Si cette édition entendait d’abord rendre compte des relations féminines favorisées par la Société des gens de lettres et le prix Vie heureuse, réévaluant ainsi certaines idées préconçues, dont celle qui est « communément admise que la littératrice est une figure exceptionnelle et marginale de la Belle Époque » (p. 9), alors pourquoi s’en tenir à la seule correspondance de Georges de Peyrebrune? Que permet-elle d’éclairer de manière spécifique? En dépit de ces quelques remarques qui ne font que confirmer l’intérêt que suscitent ces lettres féminines, l’introduction, la correspondance et les notices biographiques présentées en annexes regorgent d’informations aussi riches que précieuses qui permettent d’appréhender à hauteur d’individu la carrière de femmes de lettres dans toute sa complexité et sa diversité. Le souci de ces écrivaines de favoriser le succès de leurs consoeurs et d’assurer à toutes des moyens de subsistance ne leur sert aucunement de prétexte pour faire preuve de complaisance. À travers leurs échanges épistolaires, elles expriment leur jugement sans réserve et sans entacher leurs rapports professionnels puisque les relations se poursuivent malgré les critiques et les refus. Sanchez donne ainsi accès à des documents de première main qui révèlent l’acuité et l’ironie dont font preuve les écrivaines par rapport à leur position dans le champ littéraire français et aux contraintes spécifiques qui en découlent. Mentionnons, à titre d’exemple, ces deux observations savoureuses de Rachilde : « En bonne franchise, quand une femme de lettres n’est pas une catin il faut au moins qu’elle puisse avoir l’air de l’être et au fond vous ne pouvez pas trop me donner tort, vous qui connaissez notre siècle » (p. 53) ou encore : « Ma grande, il ne faut pas vous plaindre parce que votre siège est fait si moi je commence à peine à m’asseoir sur une chaise à écrire sans encore bien savoir comment on s’y tient. Et vous avez fait de belles choses avant les autres, et sans contestation. Il m’a fallu, moi, traverser tant de sales ruisseaux et retrousser si haut mes jupes de trottin de lettres pour passer… » (p. 114).

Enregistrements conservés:
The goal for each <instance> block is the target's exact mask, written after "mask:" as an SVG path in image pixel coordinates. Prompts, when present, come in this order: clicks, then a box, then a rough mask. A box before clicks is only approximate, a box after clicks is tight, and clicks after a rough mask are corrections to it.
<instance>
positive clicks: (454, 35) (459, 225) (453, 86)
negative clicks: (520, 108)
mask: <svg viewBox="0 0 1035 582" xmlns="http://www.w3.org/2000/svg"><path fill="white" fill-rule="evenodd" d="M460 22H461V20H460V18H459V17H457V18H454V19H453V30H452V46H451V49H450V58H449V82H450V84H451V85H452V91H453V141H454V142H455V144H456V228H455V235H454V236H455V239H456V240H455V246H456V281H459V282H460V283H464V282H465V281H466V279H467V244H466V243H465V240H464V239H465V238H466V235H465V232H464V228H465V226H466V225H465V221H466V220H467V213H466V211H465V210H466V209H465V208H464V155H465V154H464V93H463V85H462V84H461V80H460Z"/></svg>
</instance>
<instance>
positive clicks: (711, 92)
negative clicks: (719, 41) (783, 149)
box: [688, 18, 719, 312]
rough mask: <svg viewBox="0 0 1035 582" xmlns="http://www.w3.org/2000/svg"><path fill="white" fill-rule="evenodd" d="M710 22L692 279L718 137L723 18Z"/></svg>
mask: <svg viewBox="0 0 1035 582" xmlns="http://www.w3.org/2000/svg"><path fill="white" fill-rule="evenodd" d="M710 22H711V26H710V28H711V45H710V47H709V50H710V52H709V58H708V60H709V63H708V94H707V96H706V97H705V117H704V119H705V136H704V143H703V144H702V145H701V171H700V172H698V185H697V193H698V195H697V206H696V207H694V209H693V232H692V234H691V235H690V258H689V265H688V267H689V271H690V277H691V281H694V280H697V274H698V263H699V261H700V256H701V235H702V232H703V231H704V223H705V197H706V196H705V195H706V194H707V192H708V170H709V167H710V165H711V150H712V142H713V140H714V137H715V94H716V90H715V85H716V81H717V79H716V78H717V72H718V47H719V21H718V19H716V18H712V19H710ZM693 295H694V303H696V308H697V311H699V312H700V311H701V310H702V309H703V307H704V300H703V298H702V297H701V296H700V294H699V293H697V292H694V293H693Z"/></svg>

Consigne: Prolongez le compte rendu sur la correspondance de Georges de Peyrebrune à la suite de sa dernière phrase.

Résultat obtenu:
Cette correspondance renseigne également le lectorat sur les différentes formes que prend le soutien de la Société des gens de lettres envers ses membres. Outre qu’elle contribue à la consécration littéraire des écrivaines qui y sont rattachées, elle leur fournit une assistance juridique et financière. Les prix qu’elle décerne, dont le prix Vie heureuse, couronnent certes les qualités littéraires des oeuvres publiées, mais la Société vient aussi en aide aux écrivaines dont la situation financière est très précaire. C’est en réclamant des prix, auxquels d’importantes bourses sont assorties, pour des écrivaines sans le sou que ces relations épistolaires offrent le témoignage le plus éloquent des conditions de vie des femmes de lettres à la croisée des xixe et xxe siècles et de la solidarité qu’elles tissent entre elles. En rendant compte des nombreuses stratégies d’édification que ces écrivaines mettent en oeuvre, agissant tour à tour comme critique, éditrice, biographe ou marraine les unes pour les autres, l’édition de cette correspondance constitue non seulement une contribution importante à l’histoire des réseaux féminins, mais aussi à l’histoire littéraire en général.